• **Requirement**
Locate the line containing "Output form: <point>54,65</point>" in the material below; repeat it and every line after it, exactly as written.

• **Information supplied**
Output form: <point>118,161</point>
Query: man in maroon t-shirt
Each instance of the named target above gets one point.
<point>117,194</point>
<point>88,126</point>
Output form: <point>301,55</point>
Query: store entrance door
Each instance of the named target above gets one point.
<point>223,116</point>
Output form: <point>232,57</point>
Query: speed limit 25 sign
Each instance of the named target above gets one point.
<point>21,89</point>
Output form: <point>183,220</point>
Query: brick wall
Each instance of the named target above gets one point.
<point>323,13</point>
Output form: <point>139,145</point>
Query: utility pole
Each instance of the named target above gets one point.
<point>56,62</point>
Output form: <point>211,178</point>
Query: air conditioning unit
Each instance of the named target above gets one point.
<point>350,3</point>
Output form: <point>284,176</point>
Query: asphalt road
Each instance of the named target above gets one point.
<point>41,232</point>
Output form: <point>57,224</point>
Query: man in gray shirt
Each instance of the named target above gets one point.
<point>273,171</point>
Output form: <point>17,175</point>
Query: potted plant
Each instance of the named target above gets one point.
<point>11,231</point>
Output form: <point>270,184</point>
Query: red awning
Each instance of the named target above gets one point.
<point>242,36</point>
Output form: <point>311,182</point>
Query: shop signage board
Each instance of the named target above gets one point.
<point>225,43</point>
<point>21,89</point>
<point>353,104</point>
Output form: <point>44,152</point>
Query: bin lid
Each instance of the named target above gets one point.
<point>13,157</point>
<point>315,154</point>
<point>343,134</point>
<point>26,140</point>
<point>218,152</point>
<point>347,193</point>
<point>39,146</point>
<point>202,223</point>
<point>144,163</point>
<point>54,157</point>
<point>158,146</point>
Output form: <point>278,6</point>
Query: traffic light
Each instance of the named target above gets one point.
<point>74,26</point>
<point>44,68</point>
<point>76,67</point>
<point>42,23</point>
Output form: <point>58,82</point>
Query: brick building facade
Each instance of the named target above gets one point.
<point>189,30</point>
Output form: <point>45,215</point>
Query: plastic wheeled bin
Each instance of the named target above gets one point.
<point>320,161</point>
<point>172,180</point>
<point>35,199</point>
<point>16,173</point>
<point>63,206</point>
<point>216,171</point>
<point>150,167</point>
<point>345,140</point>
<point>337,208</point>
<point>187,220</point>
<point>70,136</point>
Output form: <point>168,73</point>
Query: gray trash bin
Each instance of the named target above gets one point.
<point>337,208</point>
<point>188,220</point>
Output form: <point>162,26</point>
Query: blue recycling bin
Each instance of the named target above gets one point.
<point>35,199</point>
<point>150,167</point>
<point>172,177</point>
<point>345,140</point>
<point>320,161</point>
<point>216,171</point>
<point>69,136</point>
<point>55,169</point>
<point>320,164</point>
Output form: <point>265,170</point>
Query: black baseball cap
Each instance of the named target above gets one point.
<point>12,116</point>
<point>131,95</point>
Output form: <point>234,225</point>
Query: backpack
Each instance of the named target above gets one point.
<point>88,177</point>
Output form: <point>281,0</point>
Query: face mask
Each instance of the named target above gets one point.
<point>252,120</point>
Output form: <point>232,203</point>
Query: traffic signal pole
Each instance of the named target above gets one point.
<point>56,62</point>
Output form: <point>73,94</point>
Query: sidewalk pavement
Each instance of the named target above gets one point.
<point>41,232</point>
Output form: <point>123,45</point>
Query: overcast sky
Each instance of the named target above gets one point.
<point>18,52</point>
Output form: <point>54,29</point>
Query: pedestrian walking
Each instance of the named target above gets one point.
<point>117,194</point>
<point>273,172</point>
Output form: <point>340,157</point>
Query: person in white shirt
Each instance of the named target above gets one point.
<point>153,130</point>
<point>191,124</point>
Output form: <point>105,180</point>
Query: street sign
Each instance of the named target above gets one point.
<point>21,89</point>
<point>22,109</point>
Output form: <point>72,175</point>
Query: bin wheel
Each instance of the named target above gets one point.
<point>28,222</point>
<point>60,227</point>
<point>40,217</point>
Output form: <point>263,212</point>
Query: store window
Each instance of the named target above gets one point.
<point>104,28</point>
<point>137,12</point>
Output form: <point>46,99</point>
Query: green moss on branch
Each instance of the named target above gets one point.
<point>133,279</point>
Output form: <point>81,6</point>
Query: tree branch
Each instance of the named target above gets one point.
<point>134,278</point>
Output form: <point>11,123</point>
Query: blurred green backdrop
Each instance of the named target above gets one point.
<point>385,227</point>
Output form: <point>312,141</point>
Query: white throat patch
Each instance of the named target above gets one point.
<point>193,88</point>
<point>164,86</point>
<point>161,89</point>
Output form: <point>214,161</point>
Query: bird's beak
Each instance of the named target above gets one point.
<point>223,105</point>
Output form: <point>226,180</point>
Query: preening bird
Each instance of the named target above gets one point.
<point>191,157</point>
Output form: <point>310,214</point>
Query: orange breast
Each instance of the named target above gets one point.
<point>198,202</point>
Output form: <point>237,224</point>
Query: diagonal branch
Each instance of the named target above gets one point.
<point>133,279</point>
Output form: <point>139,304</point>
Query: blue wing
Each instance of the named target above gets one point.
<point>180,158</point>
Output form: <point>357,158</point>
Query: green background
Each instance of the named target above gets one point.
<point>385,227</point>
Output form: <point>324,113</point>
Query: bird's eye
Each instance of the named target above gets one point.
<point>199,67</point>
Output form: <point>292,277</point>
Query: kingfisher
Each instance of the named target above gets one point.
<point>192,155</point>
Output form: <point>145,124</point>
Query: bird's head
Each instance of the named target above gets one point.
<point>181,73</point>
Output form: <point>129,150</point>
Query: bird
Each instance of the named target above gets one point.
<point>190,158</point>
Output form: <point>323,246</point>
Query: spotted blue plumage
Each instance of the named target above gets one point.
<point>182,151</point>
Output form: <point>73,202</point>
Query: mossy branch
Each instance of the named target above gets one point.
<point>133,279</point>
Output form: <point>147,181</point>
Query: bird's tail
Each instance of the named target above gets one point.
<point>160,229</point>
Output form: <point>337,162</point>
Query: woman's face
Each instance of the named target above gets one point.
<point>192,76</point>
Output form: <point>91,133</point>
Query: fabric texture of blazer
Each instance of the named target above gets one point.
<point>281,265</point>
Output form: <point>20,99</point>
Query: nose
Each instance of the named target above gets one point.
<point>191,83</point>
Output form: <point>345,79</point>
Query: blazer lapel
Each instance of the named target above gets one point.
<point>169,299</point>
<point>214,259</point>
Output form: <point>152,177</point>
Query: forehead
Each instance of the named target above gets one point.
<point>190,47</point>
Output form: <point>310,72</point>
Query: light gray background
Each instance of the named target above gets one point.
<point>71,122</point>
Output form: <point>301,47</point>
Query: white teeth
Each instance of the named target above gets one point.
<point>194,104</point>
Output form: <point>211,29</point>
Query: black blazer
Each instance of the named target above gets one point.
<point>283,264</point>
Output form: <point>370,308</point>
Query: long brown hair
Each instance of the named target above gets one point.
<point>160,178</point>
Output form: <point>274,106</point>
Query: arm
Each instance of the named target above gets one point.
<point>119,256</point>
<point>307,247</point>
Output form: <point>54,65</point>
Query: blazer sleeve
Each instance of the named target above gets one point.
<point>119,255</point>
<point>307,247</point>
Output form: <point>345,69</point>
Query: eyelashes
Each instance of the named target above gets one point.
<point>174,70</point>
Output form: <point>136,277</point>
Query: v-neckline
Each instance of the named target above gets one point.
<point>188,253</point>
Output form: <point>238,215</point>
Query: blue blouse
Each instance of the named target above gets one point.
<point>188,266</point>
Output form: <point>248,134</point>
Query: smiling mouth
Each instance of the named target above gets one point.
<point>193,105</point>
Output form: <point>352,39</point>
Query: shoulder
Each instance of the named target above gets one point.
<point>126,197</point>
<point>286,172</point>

• **Worked answer**
Output form: <point>54,65</point>
Query: blazer sleeve
Each instance of the named target above gets one point.
<point>119,255</point>
<point>307,247</point>
Output form: <point>345,69</point>
Query: eyelashes
Each instance of the named target above gets one point.
<point>174,70</point>
Output form: <point>136,277</point>
Query: v-neckline
Each instance of the named target above gets one point.
<point>188,253</point>
Output form: <point>238,215</point>
Query: blue blouse
Each instance of the named target above gets one point.
<point>188,266</point>
Output form: <point>248,134</point>
Query: smiling mouth
Each instance of the named target above gets one point.
<point>193,105</point>
Output form: <point>352,39</point>
Query: shoulder
Each instance of the named target above gets one point.
<point>126,197</point>
<point>286,172</point>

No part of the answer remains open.